## EXERCISE DIRECTIONS
Change "steel rail" to "iron rail" in the lines that begin at the one containing "Security camera analysis — pinpoint the steel" and run through the end of the data. Give those lines again with nothing else altered.

Object detection data

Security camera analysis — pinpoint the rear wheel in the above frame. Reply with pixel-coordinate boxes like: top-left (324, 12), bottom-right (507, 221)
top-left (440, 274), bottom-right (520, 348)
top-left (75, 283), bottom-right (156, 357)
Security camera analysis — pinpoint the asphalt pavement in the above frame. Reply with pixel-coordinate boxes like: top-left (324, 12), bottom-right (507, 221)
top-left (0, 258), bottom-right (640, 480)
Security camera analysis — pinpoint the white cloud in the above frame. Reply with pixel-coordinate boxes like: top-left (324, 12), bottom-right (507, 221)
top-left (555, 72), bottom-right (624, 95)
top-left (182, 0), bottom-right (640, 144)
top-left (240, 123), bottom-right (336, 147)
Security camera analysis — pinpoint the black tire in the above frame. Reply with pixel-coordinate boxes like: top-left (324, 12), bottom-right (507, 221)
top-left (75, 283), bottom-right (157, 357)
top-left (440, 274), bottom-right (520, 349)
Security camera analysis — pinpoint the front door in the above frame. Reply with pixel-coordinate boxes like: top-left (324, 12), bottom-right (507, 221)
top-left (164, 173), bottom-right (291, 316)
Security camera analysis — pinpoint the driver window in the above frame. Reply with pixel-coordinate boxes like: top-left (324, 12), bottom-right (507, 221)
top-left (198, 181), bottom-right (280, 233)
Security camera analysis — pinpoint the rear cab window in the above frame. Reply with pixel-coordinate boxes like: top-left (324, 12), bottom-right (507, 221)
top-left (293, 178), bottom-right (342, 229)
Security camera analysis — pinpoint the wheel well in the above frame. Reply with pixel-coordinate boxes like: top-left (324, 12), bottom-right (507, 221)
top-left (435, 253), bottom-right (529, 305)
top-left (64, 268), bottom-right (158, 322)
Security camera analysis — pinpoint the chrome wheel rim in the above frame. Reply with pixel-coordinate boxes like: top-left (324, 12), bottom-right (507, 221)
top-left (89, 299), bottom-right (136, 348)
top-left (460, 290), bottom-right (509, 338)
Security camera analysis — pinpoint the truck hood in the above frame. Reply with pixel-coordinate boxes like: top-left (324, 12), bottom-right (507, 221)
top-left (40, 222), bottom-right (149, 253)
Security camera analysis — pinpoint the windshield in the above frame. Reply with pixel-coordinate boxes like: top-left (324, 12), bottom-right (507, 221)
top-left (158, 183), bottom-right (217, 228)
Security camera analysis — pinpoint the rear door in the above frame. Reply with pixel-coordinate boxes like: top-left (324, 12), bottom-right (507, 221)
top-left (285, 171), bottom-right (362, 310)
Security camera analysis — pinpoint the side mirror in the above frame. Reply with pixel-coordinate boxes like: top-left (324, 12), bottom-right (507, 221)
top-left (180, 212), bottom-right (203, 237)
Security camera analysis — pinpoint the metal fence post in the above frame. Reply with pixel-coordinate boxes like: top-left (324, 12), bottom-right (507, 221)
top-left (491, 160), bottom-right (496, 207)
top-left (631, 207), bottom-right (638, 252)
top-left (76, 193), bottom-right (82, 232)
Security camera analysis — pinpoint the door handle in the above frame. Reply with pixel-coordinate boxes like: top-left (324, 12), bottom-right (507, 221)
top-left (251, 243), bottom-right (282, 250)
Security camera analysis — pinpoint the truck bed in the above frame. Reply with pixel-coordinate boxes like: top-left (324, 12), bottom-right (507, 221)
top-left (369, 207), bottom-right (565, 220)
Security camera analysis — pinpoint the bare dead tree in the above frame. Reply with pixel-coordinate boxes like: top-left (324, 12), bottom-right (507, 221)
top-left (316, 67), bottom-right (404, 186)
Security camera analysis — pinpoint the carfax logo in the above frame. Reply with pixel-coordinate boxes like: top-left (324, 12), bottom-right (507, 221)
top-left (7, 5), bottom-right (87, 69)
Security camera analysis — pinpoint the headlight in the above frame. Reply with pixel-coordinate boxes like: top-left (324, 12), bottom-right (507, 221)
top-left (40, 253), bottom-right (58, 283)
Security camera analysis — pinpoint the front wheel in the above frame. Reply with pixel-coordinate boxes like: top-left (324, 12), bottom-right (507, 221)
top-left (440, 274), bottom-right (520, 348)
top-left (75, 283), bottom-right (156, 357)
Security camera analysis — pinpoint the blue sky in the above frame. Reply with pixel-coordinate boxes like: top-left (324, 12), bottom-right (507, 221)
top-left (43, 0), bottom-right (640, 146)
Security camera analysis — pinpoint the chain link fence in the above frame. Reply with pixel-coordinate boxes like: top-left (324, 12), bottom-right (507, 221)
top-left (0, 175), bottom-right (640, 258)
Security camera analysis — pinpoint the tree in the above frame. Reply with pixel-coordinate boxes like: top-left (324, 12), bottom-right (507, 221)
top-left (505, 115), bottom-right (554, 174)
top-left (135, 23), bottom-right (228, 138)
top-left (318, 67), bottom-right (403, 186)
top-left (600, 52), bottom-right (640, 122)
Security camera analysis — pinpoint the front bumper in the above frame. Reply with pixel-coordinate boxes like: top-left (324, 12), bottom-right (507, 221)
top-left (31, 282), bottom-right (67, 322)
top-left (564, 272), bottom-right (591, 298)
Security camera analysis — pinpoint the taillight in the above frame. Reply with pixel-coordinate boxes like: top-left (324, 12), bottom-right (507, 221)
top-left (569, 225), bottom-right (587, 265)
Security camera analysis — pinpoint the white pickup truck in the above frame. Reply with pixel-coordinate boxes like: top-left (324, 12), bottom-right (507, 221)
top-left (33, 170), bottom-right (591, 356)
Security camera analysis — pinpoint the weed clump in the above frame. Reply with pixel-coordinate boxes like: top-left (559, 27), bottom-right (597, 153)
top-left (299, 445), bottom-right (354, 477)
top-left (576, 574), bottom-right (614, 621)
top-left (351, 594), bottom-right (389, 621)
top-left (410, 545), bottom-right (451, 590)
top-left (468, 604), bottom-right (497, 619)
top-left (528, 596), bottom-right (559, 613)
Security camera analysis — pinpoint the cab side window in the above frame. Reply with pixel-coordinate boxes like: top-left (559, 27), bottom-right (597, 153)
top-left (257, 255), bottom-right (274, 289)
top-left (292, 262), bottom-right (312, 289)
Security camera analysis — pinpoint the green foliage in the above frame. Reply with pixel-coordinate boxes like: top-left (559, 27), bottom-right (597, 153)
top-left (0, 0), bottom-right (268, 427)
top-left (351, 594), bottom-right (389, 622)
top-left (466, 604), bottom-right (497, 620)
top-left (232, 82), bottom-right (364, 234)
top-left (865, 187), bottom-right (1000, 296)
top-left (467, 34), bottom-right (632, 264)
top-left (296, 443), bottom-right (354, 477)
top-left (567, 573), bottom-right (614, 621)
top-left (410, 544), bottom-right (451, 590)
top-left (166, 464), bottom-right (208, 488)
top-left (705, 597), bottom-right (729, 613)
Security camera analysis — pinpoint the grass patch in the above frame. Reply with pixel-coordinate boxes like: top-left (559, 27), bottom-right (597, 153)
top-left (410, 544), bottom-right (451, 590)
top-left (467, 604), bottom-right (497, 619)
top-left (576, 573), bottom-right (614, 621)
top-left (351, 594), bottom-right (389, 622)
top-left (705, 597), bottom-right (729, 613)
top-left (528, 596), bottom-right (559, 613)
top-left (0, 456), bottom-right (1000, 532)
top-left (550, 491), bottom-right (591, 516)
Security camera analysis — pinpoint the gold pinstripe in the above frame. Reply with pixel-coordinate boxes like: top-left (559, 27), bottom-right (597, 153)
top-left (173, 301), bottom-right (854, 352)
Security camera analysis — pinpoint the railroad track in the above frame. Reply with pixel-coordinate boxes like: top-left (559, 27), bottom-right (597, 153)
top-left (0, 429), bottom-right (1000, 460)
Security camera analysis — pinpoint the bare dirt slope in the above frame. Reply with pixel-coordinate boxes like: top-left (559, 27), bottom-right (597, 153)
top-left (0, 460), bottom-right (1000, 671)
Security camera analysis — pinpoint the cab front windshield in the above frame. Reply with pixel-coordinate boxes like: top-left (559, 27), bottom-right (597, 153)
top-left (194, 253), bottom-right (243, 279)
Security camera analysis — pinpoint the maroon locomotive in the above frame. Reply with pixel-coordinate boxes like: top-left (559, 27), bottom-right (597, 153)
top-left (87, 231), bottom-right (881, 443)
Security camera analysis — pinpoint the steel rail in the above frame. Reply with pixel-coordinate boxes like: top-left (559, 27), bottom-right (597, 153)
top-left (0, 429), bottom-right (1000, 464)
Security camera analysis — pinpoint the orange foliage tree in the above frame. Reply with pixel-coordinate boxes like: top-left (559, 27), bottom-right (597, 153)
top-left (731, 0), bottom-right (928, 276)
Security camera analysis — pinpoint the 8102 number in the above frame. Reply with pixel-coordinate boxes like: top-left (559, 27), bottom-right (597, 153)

## RESULT OF THIS EXERCISE
Security camera analysis — pinpoint the iron rail in the above frame. Reply with pixel-coordinate boxes like: top-left (559, 27), bottom-right (597, 153)
top-left (0, 429), bottom-right (1000, 464)
Security camera analysis — pinpoint the orange foliage tree in the above frame. Reply with pixel-coordinate boxes like: top-left (559, 27), bottom-right (597, 153)
top-left (731, 0), bottom-right (928, 276)
Security camera analysis — pinpoint the 8102 number in the above frame. Reply with pixel-coordinate boxes like: top-left (559, 27), bottom-right (597, 153)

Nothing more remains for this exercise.